#### Exercise:
Give back one number only: how many lines in the material below contain "sign".

#### Source data:

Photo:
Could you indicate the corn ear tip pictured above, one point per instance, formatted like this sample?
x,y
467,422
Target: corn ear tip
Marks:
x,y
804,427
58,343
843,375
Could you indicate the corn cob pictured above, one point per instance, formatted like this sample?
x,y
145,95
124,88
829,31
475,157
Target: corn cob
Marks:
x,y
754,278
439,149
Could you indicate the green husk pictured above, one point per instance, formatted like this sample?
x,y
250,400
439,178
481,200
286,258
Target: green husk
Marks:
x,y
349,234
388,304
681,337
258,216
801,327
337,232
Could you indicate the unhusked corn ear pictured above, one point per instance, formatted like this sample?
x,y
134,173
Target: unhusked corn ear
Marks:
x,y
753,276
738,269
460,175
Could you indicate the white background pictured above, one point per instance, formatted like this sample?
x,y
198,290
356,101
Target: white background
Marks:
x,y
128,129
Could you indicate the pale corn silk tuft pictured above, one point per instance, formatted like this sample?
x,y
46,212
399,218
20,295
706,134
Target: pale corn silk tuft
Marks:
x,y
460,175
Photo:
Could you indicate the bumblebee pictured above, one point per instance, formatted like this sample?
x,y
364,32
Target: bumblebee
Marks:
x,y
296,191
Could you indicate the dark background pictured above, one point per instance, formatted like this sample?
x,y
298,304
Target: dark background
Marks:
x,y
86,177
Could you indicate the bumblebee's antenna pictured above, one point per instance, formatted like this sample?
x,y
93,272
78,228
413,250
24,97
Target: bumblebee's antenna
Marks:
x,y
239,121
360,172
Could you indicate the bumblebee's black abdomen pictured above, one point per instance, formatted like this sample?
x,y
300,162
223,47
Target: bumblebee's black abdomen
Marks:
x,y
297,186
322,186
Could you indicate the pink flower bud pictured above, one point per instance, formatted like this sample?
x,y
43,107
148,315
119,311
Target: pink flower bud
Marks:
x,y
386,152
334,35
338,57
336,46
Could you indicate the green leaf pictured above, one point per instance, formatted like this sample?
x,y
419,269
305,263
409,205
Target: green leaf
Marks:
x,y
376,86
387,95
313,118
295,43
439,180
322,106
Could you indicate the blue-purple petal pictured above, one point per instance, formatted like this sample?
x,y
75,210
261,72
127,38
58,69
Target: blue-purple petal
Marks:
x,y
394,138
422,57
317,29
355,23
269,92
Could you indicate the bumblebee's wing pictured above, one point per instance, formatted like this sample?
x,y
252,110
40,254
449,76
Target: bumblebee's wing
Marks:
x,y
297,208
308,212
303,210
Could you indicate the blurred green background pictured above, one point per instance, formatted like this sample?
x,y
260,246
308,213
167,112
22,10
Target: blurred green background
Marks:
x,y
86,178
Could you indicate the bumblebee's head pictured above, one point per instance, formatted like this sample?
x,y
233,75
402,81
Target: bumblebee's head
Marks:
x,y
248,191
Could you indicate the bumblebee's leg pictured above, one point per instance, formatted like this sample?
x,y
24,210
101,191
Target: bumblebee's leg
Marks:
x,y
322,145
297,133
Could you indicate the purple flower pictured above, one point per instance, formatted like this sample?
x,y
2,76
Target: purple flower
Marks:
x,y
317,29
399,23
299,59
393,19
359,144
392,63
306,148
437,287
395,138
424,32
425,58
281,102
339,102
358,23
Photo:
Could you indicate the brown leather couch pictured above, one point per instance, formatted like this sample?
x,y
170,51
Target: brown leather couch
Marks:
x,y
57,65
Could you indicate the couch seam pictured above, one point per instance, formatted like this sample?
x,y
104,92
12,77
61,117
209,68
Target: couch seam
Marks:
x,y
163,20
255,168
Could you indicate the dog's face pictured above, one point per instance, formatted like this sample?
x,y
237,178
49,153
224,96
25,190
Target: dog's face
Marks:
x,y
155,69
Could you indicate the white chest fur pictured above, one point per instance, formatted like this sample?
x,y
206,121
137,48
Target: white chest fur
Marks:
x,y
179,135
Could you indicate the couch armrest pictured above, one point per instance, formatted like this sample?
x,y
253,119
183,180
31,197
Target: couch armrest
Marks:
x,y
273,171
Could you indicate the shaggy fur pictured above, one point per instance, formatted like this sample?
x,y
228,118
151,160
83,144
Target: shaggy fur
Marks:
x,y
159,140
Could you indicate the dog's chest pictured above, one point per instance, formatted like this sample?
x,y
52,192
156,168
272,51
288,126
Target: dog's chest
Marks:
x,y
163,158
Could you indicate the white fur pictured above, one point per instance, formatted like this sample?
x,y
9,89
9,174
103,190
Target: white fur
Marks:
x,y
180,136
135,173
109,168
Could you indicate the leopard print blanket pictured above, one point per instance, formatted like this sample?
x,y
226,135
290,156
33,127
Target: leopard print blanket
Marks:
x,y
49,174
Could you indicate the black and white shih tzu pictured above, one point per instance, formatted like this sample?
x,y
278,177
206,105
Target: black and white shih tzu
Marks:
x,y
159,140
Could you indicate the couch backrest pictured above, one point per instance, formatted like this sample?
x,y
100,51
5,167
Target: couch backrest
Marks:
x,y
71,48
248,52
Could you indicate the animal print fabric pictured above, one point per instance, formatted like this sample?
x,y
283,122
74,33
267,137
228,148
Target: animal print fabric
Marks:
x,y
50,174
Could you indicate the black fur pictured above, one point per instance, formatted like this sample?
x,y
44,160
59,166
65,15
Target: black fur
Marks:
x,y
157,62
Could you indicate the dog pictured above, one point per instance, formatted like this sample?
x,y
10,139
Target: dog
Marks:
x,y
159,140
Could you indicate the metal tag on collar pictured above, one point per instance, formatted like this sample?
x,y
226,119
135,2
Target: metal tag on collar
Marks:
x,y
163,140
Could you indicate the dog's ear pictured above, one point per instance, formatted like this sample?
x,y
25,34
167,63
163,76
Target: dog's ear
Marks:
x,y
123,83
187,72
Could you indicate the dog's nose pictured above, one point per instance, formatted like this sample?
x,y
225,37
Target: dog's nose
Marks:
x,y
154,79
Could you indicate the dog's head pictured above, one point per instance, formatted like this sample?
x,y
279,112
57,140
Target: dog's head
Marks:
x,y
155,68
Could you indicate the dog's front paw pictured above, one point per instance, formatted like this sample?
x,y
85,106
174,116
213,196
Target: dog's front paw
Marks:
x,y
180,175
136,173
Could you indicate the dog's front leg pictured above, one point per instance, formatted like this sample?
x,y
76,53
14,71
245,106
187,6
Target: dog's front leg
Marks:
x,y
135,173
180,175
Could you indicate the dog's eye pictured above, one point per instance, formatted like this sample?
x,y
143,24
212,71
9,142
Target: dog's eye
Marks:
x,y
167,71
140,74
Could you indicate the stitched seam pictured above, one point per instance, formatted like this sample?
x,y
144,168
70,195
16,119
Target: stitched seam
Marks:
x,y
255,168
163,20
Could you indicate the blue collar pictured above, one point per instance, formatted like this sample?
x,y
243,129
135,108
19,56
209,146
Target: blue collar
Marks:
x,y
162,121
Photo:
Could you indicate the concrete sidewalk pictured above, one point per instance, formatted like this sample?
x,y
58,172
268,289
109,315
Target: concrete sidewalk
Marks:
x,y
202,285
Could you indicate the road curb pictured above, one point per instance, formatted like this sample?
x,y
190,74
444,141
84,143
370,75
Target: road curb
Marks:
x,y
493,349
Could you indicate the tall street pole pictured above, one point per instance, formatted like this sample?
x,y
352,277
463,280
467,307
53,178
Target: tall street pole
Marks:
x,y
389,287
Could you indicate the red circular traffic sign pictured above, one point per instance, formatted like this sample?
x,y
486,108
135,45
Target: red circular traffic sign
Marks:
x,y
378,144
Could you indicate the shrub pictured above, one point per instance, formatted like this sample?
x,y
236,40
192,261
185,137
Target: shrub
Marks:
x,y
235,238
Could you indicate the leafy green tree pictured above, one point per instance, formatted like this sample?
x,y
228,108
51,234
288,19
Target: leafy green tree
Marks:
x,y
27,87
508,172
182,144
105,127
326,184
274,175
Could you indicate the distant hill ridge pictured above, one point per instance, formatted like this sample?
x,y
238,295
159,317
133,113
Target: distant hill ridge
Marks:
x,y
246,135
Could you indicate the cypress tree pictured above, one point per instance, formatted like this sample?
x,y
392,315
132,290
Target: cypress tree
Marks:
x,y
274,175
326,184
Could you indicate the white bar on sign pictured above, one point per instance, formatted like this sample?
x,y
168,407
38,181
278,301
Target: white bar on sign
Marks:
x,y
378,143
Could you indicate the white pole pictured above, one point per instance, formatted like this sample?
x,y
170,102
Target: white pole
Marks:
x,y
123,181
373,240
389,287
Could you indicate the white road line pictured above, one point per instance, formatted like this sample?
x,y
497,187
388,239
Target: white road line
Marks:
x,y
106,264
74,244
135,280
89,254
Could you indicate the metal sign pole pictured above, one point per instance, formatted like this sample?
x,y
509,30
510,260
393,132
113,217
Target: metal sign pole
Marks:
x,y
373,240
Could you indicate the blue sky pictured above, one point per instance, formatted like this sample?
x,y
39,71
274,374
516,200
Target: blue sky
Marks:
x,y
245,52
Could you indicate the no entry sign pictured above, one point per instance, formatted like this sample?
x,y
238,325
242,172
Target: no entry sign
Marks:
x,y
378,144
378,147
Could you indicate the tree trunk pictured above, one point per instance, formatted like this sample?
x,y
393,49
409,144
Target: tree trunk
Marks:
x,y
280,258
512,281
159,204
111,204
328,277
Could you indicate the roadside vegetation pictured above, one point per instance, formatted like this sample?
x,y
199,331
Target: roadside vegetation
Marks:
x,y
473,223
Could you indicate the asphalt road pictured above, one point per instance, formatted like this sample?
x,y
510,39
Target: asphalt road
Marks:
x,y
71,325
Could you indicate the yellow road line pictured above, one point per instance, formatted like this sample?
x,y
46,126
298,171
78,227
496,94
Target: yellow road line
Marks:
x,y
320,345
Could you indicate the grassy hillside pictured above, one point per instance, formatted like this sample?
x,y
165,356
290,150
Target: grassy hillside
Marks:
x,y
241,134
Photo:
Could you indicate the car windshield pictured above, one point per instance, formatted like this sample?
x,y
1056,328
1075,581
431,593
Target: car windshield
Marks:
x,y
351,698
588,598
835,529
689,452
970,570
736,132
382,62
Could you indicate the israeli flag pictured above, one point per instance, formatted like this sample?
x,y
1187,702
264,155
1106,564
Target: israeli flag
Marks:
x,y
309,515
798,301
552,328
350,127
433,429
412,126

#### Answer for the task:
8